EXERCISE INPUTS =
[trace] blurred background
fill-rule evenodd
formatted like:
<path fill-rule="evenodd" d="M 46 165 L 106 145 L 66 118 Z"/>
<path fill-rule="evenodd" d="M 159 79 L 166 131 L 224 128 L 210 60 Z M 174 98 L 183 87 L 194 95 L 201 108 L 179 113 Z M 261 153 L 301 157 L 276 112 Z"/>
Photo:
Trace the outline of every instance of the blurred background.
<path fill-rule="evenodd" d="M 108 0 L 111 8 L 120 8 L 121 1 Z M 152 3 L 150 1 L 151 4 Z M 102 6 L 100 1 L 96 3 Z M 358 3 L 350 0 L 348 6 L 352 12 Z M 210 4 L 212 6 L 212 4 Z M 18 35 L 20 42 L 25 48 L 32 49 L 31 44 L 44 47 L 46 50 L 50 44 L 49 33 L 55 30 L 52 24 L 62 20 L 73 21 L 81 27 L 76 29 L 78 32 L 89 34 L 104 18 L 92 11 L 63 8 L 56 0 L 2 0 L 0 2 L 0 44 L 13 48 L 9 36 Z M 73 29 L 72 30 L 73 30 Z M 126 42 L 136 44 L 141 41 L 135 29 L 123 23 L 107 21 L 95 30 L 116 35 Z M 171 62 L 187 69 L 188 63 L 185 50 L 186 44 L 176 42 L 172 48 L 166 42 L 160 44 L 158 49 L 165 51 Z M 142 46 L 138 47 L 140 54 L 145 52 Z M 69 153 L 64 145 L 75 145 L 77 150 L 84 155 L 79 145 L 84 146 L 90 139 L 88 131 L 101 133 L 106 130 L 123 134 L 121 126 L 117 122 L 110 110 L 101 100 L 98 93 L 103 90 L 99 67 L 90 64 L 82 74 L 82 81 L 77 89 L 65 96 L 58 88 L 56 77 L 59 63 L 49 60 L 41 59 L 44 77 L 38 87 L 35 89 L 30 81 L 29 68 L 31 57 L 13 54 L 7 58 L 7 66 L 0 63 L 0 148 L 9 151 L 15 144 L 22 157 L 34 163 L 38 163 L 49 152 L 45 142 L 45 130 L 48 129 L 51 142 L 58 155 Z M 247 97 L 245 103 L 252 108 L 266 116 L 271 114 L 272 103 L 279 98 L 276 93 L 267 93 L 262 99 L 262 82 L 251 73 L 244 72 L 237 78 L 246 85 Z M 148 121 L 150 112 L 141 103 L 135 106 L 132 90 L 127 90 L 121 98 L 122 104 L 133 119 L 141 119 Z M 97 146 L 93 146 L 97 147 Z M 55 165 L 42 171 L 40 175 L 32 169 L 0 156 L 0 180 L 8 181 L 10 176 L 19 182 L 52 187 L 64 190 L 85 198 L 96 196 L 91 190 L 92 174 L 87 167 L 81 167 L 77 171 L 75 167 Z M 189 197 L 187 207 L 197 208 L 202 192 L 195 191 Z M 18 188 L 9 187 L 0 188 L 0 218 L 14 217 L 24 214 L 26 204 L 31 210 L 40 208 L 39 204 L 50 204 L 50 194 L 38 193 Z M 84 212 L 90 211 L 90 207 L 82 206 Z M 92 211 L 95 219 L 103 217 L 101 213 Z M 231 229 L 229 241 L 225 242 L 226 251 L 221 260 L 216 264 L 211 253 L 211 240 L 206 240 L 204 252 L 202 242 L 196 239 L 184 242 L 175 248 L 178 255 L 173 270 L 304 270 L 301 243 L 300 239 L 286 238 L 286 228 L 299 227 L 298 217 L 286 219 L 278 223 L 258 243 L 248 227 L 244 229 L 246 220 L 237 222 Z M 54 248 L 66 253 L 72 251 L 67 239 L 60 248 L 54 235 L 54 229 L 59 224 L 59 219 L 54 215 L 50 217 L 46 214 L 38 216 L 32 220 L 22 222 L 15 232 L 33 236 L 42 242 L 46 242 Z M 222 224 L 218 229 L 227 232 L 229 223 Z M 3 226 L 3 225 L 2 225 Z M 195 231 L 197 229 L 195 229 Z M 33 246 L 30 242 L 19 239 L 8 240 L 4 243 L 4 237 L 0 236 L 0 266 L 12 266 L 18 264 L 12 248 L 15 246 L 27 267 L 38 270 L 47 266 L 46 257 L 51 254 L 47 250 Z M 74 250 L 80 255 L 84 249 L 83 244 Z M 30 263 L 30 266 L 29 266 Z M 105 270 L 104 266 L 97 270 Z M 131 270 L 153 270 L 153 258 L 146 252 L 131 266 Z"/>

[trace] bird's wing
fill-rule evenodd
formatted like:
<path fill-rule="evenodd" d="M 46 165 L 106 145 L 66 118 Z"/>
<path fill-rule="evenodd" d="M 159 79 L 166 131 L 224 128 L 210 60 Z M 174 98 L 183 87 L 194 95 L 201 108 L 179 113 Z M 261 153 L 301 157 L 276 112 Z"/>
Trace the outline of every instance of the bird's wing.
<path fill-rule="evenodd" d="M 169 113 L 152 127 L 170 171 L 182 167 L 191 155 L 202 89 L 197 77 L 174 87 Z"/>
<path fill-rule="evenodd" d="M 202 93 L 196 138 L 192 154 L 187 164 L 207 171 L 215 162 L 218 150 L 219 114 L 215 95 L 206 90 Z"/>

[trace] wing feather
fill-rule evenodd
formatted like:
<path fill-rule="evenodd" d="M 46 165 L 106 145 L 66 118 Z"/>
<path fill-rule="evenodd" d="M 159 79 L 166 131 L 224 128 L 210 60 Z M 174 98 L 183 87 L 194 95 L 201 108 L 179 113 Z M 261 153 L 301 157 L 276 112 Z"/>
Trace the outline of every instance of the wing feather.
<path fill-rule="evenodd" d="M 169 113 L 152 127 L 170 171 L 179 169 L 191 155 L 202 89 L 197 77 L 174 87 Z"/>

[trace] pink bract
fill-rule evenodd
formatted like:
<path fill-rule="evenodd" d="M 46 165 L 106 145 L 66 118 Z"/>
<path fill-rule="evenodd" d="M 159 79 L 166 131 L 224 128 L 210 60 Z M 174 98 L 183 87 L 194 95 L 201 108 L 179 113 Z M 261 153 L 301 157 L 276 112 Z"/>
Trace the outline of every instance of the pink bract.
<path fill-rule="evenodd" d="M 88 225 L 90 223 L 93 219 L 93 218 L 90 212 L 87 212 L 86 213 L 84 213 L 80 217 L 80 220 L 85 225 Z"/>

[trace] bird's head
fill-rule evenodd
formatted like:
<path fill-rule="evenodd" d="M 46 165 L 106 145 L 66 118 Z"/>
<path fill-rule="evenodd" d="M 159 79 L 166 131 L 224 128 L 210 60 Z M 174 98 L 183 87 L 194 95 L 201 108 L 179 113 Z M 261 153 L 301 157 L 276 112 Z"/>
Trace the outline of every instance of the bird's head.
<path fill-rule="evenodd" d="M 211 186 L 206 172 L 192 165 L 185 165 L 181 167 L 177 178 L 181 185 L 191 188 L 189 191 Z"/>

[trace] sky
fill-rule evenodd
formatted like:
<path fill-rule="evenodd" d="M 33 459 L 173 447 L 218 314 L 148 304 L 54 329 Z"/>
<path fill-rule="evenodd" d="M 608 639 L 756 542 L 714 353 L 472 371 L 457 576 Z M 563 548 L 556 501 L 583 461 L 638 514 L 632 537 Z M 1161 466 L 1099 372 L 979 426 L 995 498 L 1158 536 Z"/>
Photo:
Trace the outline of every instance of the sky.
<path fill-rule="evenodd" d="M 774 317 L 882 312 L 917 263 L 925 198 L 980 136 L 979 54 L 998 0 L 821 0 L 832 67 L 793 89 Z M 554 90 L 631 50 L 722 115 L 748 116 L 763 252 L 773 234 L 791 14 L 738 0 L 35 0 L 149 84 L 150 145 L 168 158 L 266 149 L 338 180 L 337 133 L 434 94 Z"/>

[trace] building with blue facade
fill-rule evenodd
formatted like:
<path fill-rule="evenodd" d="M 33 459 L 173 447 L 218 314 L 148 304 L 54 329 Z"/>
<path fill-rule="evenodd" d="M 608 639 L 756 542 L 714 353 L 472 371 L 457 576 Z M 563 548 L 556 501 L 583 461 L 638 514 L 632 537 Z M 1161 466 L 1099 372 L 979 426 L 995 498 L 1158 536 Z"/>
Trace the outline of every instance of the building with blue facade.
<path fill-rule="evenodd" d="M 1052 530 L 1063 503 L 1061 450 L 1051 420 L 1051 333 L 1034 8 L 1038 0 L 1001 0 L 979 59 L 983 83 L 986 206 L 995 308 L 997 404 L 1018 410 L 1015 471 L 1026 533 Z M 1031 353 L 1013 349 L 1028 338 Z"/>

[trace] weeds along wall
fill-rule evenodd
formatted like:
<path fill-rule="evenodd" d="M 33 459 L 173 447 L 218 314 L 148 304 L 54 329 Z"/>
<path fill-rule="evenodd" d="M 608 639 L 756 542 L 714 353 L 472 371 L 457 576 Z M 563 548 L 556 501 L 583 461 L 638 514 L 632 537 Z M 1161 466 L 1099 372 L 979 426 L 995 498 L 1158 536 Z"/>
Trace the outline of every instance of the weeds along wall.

SHORT TASK = Copy the items above, beginning at the line that contains "[trace] bird's head" and ending after the line that contains "211 186 L 206". Raise every coordinate in the answer outlines by 95, and leave the requests and their format samples unchanged.

FULL RESPONSE =
[trace] bird's head
fill-rule evenodd
formatted like:
<path fill-rule="evenodd" d="M 46 165 L 106 145 L 66 118 Z"/>
<path fill-rule="evenodd" d="M 159 79 L 166 131 L 224 128 L 210 60 Z M 174 98 L 183 87 L 194 95 L 201 108 L 179 113 Z M 261 153 L 301 157 L 276 112 Z"/>
Trace the outline of every instance of the bird's head.
<path fill-rule="evenodd" d="M 306 281 L 301 267 L 287 260 L 280 260 L 276 262 L 272 273 L 276 280 L 286 283 L 284 286 Z"/>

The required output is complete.